Dallas Gold & Silver Exchange (DGSE) is using EPC Gen 2 tags to improve the management of its inventory of jewelry, diamonds, watches, rare coins and other products.
By Mary Catherine O'Connor
Jul 12, 2011With its background in deploying RFID inventory and security solutions for retailers that sell high-value goods (see Eyewear Retailer Finds RFID Helps It See Its Merchandise More Clearly), Electronic Inventory Solutions (EIS) believed it could help Dallas Gold & Silver Exchange (DGSE)—a Dallas-based retailer specializing in jewelry, diamonds, fine watches, metal bullion and rare coins—improve its inventory-management process.

Early this year, DGSE decided to take EIS—an RFID systems integrator based in Carrollton, Texas—up on its offer. Last month, the retailer replaced the bar-code labels used on its products with passive EPC Gen 2 RFID tags, as part of a program that the company says has slashed labor costs, boosted inventory accuracy and improved store security. As a result, DGSE is now reaping the rewards.

EIS designed a special tray that allows the tags to hang under the rings, thereby ensuring good RFID readability.

Before deploying radio frequency identification, Diane Goff, DGSE's manager of internal controls, spent a major portion of her time counting the jewelry and other items that her company sells. Every quarter, she'd visit DGSE's flagship location in Dallas, as well as its smaller stores in Euless, Texas; Charleston, S.C.; and Woodland Hills, Calif.—and conduct a physical inventory. At the Dallas location, which maintains a stock of roughly 6,000 products, this process took approximately 60 hours in total (or, cumulatively, six weeks annually). Add in the other three stores, each of which holds an inventory of around 1,500 items, and this part of her job became a huge time-suck.

--- REQUEST ---
Resume the article about RFID tags at Dallas Gold & Silver Exchange, picking up right after its final sentence. The lines that come next have no connection to the article about RFID tags at Dallas Gold & Silver Exchange.

--- SUPPLIED DATA ---
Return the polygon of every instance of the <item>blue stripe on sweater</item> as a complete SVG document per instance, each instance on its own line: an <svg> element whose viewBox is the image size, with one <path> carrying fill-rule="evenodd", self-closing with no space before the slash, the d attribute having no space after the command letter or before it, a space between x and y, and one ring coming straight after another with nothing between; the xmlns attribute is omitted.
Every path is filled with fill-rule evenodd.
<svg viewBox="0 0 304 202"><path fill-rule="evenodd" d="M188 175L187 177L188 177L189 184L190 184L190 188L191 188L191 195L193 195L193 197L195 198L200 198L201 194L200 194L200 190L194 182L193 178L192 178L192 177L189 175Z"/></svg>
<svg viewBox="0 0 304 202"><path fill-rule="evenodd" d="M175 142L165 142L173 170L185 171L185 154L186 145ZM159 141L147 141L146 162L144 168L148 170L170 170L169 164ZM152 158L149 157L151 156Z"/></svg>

--- TASK RESULT ---
Inventory Counting
These days, Goff's job is quite different. A passive EPC Gen 2 RFID tag is attached to every item in each store. As an item is received into inventory, an employee attaches a tag encoded with that product's item number. Each morning, after workers at each location move trays from the store vault to glass jewelry displays, they move a handheld RFID reader over each tray. The reader transmits the tag numbers to EIS' middleware, running on the retailer's network, which filters out duplicate tag numbers and forwards the list of tag numbers to the proprietary point-of-sale software.

Back at the Dallas office, Goff runs this list against a master list showing the inventory that should be at the store. She then sends the store employees a list of any items missing from that list—the interrogator occasionally fails to read two or three tags when initially passed over the trays, explains Darryl Hubbard, EIS' president and founder.